PROMPT: Pick out every line below that contains the string "sunglasses". Case counts.
--- start of ENTRIES SUPPLIED ---
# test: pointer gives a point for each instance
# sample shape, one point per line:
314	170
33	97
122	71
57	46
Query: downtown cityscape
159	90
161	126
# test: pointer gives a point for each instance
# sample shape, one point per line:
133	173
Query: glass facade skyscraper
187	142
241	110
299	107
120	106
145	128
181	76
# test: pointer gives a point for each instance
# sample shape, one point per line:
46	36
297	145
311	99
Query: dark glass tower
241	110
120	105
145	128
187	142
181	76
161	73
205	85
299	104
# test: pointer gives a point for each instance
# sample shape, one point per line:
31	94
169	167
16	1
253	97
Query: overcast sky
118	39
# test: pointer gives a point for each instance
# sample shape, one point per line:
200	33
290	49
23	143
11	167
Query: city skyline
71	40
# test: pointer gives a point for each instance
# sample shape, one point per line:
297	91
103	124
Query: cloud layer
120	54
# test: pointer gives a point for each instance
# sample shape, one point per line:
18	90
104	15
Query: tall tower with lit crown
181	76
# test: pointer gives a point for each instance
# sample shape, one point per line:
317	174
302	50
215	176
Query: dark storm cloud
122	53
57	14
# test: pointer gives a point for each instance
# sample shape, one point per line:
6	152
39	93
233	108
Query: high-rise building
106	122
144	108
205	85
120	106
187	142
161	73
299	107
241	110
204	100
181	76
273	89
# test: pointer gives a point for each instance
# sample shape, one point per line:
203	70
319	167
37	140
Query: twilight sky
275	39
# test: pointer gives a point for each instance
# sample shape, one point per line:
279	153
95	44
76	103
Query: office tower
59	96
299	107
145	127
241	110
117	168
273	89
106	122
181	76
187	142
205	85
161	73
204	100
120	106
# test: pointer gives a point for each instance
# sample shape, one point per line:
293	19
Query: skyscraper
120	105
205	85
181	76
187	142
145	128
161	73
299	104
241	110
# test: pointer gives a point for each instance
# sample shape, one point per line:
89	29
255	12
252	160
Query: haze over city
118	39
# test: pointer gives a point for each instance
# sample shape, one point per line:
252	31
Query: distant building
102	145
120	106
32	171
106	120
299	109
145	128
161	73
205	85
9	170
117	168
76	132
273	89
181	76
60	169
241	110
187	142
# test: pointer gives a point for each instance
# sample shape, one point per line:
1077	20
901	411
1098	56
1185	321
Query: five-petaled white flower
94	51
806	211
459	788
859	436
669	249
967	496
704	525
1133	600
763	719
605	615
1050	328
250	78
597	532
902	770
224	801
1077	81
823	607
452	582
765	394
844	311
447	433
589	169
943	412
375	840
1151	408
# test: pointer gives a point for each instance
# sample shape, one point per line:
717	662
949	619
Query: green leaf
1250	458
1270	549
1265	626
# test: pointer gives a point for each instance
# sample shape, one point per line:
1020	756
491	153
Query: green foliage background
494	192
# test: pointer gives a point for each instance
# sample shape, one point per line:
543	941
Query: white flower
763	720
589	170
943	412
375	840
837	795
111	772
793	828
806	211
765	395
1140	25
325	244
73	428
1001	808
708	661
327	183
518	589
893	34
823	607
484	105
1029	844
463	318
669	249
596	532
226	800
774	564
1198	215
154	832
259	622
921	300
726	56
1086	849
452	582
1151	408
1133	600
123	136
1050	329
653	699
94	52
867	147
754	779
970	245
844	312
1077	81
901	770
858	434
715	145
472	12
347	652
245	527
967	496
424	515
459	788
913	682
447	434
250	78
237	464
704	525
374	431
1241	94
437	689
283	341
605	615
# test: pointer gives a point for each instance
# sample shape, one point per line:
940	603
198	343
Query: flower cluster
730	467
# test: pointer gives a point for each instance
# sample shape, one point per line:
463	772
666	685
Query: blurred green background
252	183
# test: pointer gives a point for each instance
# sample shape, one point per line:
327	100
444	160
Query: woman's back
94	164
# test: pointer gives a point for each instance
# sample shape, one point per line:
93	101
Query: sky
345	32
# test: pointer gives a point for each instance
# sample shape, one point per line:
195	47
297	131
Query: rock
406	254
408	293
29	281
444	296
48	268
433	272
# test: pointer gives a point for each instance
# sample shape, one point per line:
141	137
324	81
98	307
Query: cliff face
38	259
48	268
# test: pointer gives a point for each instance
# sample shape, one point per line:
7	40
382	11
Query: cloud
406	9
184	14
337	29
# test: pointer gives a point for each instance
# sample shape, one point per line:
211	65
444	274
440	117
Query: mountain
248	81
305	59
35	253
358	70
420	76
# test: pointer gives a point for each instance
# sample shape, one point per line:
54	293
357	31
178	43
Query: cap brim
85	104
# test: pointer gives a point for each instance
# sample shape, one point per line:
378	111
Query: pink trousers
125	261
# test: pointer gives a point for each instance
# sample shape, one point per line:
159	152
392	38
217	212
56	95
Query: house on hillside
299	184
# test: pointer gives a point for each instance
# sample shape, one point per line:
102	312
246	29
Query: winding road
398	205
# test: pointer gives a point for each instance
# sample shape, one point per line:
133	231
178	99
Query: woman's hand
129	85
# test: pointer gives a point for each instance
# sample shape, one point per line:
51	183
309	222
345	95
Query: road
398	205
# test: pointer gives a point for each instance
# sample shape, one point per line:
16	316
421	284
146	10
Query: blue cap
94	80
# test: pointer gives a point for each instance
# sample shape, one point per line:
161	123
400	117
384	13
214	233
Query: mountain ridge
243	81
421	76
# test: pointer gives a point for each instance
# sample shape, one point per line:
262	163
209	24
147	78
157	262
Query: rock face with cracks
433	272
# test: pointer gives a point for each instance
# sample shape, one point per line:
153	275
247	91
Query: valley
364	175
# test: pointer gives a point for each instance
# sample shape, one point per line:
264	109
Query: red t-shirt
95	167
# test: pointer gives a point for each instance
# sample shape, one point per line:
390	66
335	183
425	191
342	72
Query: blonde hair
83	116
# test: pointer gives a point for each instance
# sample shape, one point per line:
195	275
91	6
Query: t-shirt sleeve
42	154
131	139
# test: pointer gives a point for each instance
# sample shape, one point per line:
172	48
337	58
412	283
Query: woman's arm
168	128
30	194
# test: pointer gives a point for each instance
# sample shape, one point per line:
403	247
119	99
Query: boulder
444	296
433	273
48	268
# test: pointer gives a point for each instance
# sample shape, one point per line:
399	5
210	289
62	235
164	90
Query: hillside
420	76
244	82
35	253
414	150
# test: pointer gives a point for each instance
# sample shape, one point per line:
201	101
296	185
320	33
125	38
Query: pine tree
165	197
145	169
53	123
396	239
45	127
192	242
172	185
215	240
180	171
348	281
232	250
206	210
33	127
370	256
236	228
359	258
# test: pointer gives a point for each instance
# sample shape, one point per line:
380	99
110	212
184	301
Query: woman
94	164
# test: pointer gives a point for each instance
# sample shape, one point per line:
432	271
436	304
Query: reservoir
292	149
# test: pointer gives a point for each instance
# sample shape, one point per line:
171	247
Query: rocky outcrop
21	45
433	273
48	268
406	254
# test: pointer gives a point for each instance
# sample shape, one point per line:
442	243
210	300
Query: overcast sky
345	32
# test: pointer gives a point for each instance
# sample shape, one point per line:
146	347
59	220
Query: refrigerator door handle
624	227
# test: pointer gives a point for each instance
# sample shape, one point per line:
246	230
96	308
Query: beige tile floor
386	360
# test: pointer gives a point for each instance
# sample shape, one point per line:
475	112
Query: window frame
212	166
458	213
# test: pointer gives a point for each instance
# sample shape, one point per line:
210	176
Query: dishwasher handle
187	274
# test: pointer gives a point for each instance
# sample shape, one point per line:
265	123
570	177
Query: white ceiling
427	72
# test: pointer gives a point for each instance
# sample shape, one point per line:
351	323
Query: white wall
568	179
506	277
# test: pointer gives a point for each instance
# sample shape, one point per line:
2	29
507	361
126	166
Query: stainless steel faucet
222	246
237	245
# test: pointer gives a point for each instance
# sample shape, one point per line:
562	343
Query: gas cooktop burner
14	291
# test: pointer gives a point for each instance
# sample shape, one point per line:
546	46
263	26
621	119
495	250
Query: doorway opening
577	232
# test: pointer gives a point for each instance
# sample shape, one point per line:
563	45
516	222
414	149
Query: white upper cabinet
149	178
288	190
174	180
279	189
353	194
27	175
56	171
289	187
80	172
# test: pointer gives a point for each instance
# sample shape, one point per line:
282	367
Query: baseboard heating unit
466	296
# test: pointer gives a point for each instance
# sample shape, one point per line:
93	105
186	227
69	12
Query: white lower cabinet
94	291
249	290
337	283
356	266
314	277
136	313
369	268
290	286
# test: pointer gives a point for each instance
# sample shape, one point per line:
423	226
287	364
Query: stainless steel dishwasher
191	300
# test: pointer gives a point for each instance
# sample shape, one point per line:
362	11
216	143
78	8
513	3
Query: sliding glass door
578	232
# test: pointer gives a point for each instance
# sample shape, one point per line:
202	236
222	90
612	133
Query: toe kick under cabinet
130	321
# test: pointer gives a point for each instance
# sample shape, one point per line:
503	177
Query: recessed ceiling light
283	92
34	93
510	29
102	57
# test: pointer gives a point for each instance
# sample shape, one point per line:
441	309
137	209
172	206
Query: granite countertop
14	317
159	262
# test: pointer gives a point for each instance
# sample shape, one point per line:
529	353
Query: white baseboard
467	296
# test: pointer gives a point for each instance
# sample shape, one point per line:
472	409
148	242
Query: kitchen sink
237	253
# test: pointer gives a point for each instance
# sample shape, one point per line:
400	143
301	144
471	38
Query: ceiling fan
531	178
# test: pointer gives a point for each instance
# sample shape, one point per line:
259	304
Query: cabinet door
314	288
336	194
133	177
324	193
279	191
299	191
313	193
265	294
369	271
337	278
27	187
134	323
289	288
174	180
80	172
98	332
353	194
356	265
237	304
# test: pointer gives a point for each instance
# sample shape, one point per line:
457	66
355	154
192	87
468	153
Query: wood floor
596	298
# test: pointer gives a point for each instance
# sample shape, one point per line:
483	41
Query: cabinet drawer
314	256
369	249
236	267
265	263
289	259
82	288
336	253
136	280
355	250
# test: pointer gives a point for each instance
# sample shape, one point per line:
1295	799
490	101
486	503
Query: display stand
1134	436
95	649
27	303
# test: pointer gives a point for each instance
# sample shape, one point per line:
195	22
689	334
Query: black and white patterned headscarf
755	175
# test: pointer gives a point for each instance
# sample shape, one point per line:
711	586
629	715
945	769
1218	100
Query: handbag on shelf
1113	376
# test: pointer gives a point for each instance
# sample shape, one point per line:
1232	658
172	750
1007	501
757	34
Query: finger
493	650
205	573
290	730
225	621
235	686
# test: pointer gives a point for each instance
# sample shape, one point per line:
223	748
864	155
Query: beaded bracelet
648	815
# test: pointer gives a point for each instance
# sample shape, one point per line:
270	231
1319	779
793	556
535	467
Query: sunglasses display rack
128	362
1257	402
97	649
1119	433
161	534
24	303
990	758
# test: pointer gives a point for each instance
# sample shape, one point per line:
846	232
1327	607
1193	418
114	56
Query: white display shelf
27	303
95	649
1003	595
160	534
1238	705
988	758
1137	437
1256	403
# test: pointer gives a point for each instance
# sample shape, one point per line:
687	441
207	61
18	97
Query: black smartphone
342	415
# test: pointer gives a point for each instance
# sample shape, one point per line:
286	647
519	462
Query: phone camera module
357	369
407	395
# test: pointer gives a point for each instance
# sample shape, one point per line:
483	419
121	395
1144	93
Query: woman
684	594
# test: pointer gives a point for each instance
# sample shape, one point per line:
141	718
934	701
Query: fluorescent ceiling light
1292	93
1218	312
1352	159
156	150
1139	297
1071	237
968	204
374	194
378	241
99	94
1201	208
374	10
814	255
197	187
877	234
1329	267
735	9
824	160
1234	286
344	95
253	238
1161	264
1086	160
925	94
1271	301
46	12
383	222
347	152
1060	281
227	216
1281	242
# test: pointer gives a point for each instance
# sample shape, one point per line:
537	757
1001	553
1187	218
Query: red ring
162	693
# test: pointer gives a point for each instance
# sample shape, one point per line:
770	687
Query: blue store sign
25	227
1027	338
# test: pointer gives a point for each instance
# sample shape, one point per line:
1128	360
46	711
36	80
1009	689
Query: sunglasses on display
--- end of ENTRIES SUPPLIED ---
RESULT BELOW:
Query: sunglasses display rack
Query: sunglasses on display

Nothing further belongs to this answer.